● **DATA FOR THE TASK**
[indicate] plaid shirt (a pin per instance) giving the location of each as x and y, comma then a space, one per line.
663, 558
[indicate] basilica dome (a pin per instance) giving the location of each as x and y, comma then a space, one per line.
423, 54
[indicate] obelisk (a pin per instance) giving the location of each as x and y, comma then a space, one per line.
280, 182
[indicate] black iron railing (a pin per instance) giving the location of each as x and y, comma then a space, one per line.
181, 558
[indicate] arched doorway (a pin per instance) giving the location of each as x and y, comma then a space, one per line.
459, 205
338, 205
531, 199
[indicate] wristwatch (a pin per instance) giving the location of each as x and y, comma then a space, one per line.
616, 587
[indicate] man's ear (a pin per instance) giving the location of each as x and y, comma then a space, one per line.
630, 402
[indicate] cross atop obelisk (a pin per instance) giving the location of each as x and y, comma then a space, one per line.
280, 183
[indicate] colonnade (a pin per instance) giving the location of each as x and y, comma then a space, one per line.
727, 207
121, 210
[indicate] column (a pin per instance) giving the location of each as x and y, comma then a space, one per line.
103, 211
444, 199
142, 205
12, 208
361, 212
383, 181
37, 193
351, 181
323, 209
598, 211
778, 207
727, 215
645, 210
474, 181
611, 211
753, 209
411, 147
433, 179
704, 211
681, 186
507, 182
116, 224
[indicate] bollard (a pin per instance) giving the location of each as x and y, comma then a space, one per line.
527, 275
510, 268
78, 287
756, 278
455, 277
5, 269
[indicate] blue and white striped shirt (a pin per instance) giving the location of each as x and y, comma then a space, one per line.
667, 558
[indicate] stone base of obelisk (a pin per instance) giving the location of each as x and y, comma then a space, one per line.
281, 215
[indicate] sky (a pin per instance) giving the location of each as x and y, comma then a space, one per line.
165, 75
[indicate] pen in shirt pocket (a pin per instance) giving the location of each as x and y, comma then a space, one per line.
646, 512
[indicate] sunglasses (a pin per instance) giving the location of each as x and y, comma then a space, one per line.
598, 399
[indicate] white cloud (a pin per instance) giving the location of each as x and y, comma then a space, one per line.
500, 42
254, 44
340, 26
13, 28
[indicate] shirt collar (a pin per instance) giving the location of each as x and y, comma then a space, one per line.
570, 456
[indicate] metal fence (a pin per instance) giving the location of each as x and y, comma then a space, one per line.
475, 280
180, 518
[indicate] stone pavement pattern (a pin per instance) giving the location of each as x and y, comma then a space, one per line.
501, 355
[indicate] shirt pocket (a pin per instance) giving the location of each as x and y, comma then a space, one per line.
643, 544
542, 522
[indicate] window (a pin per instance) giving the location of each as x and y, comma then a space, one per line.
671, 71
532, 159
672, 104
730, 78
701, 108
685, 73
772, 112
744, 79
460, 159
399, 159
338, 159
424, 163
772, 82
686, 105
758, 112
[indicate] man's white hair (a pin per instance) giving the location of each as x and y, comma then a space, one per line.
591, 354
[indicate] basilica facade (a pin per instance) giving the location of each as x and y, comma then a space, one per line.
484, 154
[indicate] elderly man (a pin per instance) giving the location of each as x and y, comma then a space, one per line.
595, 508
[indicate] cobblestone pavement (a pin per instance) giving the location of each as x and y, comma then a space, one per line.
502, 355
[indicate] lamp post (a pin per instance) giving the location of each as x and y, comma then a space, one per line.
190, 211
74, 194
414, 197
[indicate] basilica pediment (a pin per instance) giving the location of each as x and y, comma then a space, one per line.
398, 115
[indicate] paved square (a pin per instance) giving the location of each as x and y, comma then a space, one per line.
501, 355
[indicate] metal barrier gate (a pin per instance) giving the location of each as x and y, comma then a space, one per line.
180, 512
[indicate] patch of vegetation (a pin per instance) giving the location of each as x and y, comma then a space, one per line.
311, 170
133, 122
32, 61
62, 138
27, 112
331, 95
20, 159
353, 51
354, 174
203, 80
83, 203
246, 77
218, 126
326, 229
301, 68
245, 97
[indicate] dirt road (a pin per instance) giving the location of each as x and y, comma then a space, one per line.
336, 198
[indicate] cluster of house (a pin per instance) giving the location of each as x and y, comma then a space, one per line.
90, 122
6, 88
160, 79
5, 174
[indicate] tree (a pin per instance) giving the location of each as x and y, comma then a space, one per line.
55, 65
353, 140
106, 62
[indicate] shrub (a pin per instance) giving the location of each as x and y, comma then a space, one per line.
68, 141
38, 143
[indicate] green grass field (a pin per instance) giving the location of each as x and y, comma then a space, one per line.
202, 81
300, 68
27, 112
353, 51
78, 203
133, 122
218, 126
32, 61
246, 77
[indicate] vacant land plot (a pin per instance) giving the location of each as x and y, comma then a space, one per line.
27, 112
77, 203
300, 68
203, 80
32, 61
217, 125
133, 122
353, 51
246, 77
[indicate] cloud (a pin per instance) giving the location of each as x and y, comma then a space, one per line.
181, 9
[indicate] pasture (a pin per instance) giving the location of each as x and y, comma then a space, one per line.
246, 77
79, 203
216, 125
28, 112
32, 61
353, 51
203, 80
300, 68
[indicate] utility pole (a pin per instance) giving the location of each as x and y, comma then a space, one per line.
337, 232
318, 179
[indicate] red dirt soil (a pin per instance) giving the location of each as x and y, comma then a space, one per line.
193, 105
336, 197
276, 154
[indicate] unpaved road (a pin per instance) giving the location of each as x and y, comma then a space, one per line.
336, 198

● **EXERCISE TASK**
Please rewrite the material above, replacing every "a pin per instance" with "one pin for each" and leaving all else unchanged.

● **RESULT**
[indicate] plaid shirt (one pin for each) giving the location of each as x and y, comma then a space, one per line.
663, 558
[indicate] basilica dome (one pin for each) giving the location of each as x and y, comma then a space, one per line.
423, 54
[indicate] obelisk (one pin for each) giving the location of each as x and y, comma then a space, one per line.
280, 182
[indicate] black iron railing (one pin for each) giving the location of each as x and y, comma then a space, one per line.
181, 558
[indicate] arched doorway (one pin for each) giving the location of each as x and y, comma then a space, one per line.
459, 205
338, 205
531, 199
[indicate] wristwatch (one pin for each) giving the location of each as x and y, comma then a space, one per line.
616, 587
[indicate] man's ear (one pin for each) giving the location of each as x and y, comma then a space, one per line.
630, 402
[indicate] cross atop obelisk (one pin for each) giving the location of each as x and y, comma then a space, one per line.
280, 183
[indicate] colonnade (one pin for each) giving the location of each as x and y, comma then a space, one per line.
727, 207
121, 210
[indicate] column (one pin for each) giving the location of each as x and y, comma then a space, one per line.
103, 211
444, 199
142, 205
12, 208
361, 212
383, 181
37, 193
351, 181
323, 209
598, 211
778, 207
727, 215
645, 210
474, 181
611, 211
753, 209
411, 147
433, 179
704, 211
681, 186
507, 182
116, 224
[indicate] bollard (one pin for each) giving the location of each as x and y, comma then a space, one per line.
527, 275
510, 268
78, 287
756, 278
455, 277
5, 269
[indicate] blue and white striped shirt (one pin for each) giving the location of each as x and y, comma then a space, one per line.
667, 558
[indicate] stone base of obelisk (one pin for each) giving the location of each as x and y, comma then a space, one per line.
281, 215
[indicate] sky (one pin for each) giving the location of each as x and y, comma then a space, one per line.
165, 75
[indicate] pen in shirt pocket (one pin for each) giving the location of each as x and y, comma then a space, one per line.
646, 512
[indicate] sunglasses (one pin for each) giving the location of each as x and y, comma then a space, one per line.
598, 399
[indicate] white cloud (one pin for each) giving the location of each as x and y, comma then a space, one per line.
500, 42
254, 44
340, 26
13, 28
[indicate] shirt collar (one pin for each) giving the location of each as x and y, comma then a space, one per line.
570, 456
[indicate] metal fence (one pin for each) giving the location of each as x and y, comma then a space, one per line.
475, 280
180, 518
[indicate] stone pavement pattern (one pin for each) giving the location of each as x and y, comma then a space, one per line.
501, 355
[indicate] shirt pocket (one pin for each) giving the location of each as x and y, comma then a space, one per line.
643, 544
542, 522
[indicate] window (one pin for each) giving the location of each as x and y, comma then a space, one per line.
671, 71
532, 159
672, 104
730, 78
701, 108
685, 73
772, 112
744, 79
460, 159
399, 159
338, 159
424, 163
772, 82
686, 105
758, 112
[indicate] man's white hair (one pin for each) giving the location of each as x and y, comma then a space, one per line.
591, 354
[indicate] basilica facade (one pin for each) giving the location of each as x and y, comma then a space, one per line.
484, 154
[indicate] elderly man (one pin for each) giving the location of each as x and y, comma then a space, one per line.
595, 508
[indicate] cobblestone pavement (one pin for each) giving the location of each as x and y, comma then a space, one per line.
502, 355
[indicate] lamp post (one pin for each) giving the location of each as x and y, comma then a space, one per line.
190, 211
74, 194
414, 197
[indicate] basilica pediment (one pin for each) giving the location of each as x and y, comma then a space, one per line.
398, 115
[indicate] paved square (one pin for each) giving the location of each as x and y, comma then a space, one per line.
501, 355
[indicate] metal barrier gate (one pin for each) giving the location of each as x and y, comma then a space, one per line.
180, 512
[indicate] patch of vegetation (one pin for each) giving the location of each as x and y, comma then a space, one per line.
311, 170
133, 122
32, 61
62, 138
27, 112
331, 95
20, 159
353, 51
354, 174
203, 80
83, 203
246, 77
218, 126
326, 229
301, 68
245, 97
[indicate] dirt road (one pin for each) giving the location of each as x and y, comma then a space, one per line.
336, 198
[indicate] cluster of house (one pin for each) giving the location of each as x and y, comma then a space, one per line.
90, 122
6, 88
160, 79
5, 174
[indicate] tree (one pin for each) giving the location of each as x and y, comma then a space, one per line.
55, 65
353, 140
106, 62
[indicate] shrub (one pin for each) giving the location of each as x and y, comma then a space, one per line.
68, 141
38, 143
[indicate] green grass field (one pin for each) giving the location of each as x and y, comma then a space, one per line.
202, 81
300, 68
27, 112
353, 51
78, 203
133, 122
218, 126
32, 61
246, 77
[indicate] vacant land plot (one pin for each) giving the location of each as x and y, comma then a space, one per line.
27, 112
77, 203
300, 68
203, 80
32, 61
217, 125
133, 122
353, 51
246, 77
[indicate] cloud (one pin for each) giving the location of each as x and y, comma then a space, one per line.
181, 9
[indicate] pasture (one pin for each) giving the location of each as x and y, comma then a space, one per line.
246, 77
79, 203
216, 125
28, 112
32, 61
353, 51
203, 80
300, 68
[indicate] utility pole (one pin for each) giving the location of each as x and y, comma then a space, one per line.
337, 232
318, 179
[indicate] red dirt soil (one pin for each) giving the location of each as x and y, comma then a space, one per line.
193, 105
336, 197
276, 154
[indicate] unpaved road (one pin for each) giving the location of each as x and y, comma then a space, one per line.
336, 198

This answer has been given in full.